#### Required work
From the records below, please repeat exactly the line that has "# Looking for the window pane", the line that has "# Looking for the row", and every line between them, and nothing else.
==== Stored data ====
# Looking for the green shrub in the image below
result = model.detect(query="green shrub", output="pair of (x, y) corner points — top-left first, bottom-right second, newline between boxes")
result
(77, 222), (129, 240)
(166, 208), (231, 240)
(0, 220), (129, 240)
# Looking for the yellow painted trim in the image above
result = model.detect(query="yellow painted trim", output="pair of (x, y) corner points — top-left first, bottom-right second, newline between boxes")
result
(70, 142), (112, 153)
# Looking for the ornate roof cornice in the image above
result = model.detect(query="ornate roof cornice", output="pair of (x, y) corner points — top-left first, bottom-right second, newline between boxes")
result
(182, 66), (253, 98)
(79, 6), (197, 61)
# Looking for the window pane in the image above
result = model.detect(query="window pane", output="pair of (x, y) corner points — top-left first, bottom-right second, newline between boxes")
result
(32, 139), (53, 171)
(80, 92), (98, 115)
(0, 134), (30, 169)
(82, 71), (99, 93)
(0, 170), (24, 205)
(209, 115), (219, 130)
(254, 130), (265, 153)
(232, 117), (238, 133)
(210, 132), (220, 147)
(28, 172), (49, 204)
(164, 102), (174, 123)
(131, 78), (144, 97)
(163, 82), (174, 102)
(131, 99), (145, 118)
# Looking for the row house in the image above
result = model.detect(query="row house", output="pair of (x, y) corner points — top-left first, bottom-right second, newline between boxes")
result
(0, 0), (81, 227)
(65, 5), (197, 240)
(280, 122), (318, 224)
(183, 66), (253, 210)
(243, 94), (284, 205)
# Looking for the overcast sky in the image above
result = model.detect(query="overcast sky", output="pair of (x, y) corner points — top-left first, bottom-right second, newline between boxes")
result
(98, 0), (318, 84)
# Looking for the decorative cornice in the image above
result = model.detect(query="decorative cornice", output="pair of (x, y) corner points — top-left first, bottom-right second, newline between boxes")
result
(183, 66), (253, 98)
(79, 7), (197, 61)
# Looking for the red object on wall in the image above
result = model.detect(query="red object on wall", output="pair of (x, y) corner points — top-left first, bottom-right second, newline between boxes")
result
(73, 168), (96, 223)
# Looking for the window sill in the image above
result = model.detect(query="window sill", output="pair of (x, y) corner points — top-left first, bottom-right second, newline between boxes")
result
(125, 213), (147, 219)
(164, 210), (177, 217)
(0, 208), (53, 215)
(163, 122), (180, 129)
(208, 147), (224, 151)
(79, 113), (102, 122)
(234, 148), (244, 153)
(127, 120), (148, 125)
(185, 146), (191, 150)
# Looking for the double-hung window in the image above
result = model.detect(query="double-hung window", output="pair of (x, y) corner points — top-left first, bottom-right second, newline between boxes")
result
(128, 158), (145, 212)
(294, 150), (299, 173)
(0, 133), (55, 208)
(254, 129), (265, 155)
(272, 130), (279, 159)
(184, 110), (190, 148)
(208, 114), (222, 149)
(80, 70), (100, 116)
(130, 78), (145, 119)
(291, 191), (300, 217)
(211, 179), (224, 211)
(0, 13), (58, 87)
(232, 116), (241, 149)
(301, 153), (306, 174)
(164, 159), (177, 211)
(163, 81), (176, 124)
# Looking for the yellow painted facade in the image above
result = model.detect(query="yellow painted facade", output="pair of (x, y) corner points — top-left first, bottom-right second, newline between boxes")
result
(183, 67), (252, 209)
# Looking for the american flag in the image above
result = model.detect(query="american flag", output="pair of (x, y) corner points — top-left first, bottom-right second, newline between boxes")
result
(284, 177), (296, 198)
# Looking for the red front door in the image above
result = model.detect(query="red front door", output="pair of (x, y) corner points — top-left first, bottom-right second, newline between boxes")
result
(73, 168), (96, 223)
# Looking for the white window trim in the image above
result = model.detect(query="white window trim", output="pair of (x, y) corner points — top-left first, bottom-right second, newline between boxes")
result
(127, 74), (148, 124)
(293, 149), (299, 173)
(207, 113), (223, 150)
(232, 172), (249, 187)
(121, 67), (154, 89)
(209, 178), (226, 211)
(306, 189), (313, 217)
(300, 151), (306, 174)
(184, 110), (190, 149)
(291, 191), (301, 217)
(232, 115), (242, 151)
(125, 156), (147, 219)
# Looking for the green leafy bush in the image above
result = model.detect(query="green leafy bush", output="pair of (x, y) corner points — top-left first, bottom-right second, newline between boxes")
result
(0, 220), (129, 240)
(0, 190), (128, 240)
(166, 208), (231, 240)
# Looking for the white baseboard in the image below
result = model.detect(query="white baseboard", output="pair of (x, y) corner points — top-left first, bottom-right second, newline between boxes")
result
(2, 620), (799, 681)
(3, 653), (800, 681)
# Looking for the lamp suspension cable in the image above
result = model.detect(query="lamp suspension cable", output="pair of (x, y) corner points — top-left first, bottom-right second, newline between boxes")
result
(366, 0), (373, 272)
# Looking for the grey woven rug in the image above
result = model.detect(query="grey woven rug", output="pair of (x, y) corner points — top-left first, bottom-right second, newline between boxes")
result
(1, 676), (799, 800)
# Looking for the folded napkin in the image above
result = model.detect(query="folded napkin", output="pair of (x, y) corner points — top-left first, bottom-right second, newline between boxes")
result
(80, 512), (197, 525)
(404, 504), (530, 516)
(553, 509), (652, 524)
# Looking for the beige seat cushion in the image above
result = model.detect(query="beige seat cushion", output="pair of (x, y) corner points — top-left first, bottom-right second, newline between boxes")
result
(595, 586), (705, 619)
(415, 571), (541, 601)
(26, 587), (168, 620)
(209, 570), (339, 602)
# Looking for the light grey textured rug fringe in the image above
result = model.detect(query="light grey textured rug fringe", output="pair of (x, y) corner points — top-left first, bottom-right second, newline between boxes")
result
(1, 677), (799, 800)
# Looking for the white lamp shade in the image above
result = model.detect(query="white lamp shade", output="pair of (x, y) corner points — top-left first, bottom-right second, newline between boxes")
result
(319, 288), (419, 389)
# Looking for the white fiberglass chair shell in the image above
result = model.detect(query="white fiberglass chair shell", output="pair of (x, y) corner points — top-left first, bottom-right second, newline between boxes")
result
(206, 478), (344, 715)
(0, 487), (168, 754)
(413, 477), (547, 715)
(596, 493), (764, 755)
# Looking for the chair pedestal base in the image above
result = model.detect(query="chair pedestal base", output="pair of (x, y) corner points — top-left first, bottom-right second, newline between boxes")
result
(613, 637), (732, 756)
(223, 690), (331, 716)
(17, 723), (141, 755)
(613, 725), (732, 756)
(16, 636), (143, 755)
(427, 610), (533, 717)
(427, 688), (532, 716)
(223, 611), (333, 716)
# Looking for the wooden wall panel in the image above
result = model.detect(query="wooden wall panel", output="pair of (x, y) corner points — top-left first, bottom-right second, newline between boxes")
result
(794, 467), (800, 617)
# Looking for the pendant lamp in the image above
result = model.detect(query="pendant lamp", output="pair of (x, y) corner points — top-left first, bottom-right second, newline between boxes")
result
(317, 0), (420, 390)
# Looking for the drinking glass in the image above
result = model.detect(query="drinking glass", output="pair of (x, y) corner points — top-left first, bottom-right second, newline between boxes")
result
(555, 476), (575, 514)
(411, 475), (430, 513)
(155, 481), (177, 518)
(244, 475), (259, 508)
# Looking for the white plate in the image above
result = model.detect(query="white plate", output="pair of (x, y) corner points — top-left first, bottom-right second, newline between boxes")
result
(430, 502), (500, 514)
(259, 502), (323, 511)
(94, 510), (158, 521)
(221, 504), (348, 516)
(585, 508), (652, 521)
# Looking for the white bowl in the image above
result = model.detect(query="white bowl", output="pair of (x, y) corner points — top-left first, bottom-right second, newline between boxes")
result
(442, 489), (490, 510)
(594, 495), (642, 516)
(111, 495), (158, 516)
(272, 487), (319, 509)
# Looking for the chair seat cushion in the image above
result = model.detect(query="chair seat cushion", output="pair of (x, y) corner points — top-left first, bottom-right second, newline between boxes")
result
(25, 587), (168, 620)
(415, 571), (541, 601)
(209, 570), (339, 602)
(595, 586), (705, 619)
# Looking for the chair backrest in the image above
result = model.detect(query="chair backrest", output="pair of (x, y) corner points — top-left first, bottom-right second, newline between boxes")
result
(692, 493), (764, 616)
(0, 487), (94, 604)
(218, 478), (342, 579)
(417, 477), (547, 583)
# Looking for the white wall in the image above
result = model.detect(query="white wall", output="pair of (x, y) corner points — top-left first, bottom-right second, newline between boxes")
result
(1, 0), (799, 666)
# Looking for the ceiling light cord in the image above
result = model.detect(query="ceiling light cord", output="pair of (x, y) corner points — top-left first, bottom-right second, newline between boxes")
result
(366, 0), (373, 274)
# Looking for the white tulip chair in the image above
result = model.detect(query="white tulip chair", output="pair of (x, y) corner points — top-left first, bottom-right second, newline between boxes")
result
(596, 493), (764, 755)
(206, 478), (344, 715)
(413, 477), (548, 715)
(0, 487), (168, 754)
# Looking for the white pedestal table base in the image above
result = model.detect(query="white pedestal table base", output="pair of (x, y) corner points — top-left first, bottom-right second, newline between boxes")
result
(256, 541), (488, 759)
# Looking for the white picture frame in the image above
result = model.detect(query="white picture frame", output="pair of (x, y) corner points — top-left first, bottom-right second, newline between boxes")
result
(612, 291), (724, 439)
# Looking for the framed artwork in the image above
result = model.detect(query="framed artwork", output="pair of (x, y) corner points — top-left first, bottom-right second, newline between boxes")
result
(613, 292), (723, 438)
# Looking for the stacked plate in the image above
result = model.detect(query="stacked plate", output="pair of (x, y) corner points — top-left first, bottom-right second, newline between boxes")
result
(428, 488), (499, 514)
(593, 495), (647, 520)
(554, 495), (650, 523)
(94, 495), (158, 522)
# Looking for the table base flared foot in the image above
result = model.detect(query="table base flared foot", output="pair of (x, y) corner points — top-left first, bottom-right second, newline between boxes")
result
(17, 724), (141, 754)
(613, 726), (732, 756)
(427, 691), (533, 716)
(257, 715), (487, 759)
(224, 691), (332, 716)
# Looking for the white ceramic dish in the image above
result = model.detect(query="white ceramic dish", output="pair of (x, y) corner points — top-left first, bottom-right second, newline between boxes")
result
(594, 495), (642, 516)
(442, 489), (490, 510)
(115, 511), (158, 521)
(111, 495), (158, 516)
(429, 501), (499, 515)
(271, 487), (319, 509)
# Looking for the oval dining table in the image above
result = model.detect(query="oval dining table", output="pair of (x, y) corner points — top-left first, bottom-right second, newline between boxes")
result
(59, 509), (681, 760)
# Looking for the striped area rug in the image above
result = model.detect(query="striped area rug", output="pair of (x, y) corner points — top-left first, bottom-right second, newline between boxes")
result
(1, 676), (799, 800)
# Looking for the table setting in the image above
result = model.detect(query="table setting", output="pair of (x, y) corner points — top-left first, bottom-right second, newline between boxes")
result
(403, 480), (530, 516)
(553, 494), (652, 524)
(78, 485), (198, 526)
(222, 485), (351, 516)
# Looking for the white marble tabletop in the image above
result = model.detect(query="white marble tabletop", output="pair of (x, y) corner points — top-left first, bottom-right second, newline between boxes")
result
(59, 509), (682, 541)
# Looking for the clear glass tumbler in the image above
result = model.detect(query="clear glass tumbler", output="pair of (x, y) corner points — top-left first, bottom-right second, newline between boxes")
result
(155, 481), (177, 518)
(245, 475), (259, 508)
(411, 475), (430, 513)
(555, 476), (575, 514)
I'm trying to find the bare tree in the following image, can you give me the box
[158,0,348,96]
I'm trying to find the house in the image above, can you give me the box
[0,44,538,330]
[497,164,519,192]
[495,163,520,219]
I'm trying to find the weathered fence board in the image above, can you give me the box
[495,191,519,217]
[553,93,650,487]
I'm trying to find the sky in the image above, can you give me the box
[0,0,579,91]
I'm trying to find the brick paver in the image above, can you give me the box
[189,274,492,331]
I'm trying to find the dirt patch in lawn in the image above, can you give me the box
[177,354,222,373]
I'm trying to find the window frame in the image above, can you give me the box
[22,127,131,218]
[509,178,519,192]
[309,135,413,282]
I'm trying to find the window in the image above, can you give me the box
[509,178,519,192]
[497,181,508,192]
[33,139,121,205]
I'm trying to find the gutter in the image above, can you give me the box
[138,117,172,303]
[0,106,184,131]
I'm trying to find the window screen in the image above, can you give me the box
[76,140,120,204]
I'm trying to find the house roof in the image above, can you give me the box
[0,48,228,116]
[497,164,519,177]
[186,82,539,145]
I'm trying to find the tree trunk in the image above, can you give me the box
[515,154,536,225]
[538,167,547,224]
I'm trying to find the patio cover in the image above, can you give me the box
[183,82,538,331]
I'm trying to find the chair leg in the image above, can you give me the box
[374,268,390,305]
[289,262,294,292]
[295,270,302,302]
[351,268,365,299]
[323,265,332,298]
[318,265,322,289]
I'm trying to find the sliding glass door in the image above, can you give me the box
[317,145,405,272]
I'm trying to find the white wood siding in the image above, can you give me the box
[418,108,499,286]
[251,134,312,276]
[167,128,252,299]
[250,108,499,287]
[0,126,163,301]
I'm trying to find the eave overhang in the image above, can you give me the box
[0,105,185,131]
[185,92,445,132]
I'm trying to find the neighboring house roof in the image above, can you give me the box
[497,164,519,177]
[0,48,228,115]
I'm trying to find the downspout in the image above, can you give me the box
====
#### Solution to this task
# Looking for the window pane in the image above
result = model.detect(query="window pane", output="pair of (x, y) corner points — top-left first, bottom-right second, newline between boxes")
result
(32, 139), (53, 171)
(80, 92), (98, 115)
(0, 134), (30, 169)
(82, 71), (99, 93)
(0, 170), (24, 205)
(209, 115), (219, 130)
(254, 130), (265, 153)
(232, 117), (238, 133)
(210, 132), (220, 147)
(28, 172), (49, 204)
(164, 102), (174, 123)
(131, 78), (144, 97)
(163, 82), (174, 102)
(131, 99), (145, 118)
# Looking for the row house in the image above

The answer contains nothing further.